Project status — 2026 update

A review-oriented snapshot of where TinyGPT stands. The detailed docs are linked at the bottom; this page is the map.

TinyGPT is finished as a teaching project and continuing as a performance project. The original ten milestones (PyTorch ref, training, LoRA, WASM backend, browser app, WebGPU matmul, checkpointing, metrics dashboard, write-up, public repo) are all complete and on main. The work past that point is the perf round-trip — kernels, parity tests, the speedup curve, and the lessons each failed lever taught.

- **Job a**: According to the TinyGPT status page, how many original milestones did the project have?
The status page and the rows that follow it are separate material.

- **Information given**:

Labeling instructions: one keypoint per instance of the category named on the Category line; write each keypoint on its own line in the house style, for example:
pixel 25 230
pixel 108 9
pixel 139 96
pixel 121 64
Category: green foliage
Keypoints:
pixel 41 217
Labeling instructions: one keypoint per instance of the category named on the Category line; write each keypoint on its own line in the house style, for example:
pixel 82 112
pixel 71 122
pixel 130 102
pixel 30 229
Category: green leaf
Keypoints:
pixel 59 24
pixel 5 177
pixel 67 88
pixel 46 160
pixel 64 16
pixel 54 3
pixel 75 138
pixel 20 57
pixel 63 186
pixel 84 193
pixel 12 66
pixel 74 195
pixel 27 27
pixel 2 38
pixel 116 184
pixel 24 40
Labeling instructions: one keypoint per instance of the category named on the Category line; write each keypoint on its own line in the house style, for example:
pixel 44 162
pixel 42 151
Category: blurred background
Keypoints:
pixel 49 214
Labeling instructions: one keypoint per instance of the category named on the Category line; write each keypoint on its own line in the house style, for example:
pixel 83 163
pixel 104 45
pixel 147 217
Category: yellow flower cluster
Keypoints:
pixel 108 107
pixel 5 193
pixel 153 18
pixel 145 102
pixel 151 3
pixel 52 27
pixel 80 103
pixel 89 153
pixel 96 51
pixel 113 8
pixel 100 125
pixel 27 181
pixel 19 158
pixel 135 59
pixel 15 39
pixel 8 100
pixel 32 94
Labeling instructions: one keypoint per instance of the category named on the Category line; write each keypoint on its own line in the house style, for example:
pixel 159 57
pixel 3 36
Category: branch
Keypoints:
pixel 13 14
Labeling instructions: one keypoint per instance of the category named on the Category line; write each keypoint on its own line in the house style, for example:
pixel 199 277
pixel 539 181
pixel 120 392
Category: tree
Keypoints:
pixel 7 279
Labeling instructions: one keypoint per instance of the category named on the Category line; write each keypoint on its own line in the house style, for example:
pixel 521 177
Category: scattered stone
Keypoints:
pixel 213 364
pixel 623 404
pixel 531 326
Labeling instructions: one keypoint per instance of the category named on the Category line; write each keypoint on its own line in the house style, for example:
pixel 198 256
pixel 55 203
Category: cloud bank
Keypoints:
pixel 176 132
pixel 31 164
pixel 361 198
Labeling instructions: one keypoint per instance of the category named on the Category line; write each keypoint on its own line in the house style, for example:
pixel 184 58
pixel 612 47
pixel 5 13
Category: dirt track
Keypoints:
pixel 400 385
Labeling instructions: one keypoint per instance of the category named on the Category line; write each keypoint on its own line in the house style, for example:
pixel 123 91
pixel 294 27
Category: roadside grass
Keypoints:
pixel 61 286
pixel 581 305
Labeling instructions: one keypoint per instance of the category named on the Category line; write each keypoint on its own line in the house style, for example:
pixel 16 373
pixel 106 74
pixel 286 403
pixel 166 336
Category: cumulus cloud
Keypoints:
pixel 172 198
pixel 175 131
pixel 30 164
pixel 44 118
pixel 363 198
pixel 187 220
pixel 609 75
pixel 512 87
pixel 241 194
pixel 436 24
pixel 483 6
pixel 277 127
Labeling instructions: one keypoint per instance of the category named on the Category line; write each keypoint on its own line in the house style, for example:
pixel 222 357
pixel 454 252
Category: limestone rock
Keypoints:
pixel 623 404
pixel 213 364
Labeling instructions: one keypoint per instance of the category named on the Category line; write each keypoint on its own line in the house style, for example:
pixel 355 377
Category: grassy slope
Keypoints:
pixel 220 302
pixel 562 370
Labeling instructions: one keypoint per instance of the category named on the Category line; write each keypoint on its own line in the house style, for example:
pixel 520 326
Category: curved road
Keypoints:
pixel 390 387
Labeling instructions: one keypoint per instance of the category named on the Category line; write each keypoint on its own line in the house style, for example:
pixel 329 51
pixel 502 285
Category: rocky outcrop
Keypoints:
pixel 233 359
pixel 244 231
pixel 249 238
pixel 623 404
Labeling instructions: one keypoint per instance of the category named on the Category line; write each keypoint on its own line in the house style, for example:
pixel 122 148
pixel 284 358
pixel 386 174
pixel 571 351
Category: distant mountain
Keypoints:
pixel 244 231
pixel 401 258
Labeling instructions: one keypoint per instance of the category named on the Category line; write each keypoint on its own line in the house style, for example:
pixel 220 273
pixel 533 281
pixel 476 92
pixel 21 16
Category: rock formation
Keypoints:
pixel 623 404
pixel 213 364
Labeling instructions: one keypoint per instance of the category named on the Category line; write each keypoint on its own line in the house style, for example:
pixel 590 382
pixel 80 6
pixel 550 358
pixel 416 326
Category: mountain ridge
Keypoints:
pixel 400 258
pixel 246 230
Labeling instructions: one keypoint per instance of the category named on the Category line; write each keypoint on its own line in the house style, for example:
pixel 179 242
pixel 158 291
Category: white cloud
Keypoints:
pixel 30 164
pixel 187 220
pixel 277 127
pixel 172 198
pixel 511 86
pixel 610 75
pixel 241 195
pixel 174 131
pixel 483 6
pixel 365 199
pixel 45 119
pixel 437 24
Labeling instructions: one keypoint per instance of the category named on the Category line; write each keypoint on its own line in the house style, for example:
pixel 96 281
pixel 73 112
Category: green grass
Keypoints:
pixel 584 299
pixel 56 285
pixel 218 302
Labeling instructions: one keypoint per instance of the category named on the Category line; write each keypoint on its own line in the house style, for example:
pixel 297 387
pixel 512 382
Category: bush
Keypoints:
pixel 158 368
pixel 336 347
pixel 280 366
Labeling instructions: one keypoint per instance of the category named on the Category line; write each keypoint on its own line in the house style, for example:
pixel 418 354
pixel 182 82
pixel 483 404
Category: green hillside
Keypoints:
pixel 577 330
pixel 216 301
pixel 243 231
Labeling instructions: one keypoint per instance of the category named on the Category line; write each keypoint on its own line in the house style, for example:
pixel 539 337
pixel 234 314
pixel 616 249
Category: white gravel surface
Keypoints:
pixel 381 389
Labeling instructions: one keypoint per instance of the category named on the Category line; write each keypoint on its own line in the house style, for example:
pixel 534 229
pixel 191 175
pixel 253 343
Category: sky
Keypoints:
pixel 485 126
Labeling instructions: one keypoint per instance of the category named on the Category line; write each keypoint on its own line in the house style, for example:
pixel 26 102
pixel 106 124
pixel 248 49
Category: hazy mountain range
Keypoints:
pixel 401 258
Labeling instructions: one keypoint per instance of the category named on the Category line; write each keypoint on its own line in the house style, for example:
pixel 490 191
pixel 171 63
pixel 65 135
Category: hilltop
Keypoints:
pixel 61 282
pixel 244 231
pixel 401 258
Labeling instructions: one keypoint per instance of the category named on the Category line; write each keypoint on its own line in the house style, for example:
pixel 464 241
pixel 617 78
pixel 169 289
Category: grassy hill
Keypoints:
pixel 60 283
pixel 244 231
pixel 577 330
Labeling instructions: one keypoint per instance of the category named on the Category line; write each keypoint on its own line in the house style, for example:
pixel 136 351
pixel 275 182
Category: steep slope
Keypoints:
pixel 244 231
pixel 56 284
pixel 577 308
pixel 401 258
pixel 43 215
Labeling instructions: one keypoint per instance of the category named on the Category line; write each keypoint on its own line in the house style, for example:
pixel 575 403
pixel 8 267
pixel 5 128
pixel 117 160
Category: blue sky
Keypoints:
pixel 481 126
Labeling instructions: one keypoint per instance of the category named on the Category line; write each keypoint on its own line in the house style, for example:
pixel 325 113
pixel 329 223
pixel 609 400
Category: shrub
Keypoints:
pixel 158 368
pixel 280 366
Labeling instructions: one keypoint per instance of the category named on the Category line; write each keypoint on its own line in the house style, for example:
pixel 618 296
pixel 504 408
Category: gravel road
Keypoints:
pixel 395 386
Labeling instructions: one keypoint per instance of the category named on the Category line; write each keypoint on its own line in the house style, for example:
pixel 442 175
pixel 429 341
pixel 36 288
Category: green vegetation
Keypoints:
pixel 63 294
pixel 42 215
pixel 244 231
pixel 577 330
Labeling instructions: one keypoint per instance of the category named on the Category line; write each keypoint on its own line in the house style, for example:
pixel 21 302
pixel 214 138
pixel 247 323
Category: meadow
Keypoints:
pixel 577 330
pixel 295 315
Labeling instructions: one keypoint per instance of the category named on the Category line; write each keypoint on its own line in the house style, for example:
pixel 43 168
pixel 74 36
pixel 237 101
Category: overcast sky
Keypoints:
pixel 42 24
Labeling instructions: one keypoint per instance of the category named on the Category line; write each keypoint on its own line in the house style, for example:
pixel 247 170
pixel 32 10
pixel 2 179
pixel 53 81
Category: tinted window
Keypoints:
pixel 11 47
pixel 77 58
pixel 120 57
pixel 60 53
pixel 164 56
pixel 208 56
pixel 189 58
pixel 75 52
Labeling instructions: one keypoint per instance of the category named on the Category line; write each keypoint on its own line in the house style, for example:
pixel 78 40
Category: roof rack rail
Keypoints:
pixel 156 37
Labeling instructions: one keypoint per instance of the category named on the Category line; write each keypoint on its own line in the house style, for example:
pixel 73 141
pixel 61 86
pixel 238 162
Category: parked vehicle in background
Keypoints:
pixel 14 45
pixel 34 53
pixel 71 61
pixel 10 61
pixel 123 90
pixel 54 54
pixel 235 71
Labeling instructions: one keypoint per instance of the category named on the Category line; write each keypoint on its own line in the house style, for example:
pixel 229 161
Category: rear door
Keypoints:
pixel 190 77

- **Job b**: Put the lines of the rows into a Markdown table with the columns No. and Line, numbering each line and leaving out blank lines. Begin at the first line of the rows and stop after the line that contains "pixel 41 217".

- **Task answer a**: Ten.

- **Task answer b**:
| No. | Line |
|---|---|
| 1 | Labeling instructions: one keypoint per instance of the category named on the Category line; write each keypoint on its own line in the house style, for example: |
| 2 | pixel 25 230 |
| 3 | pixel 108 9 |
| 4 | pixel 139 96 |
| 5 | pixel 121 64 |
| 6 | Category: green foliage |
| 7 | Keypoints: |
| 8 | pixel 41 217 |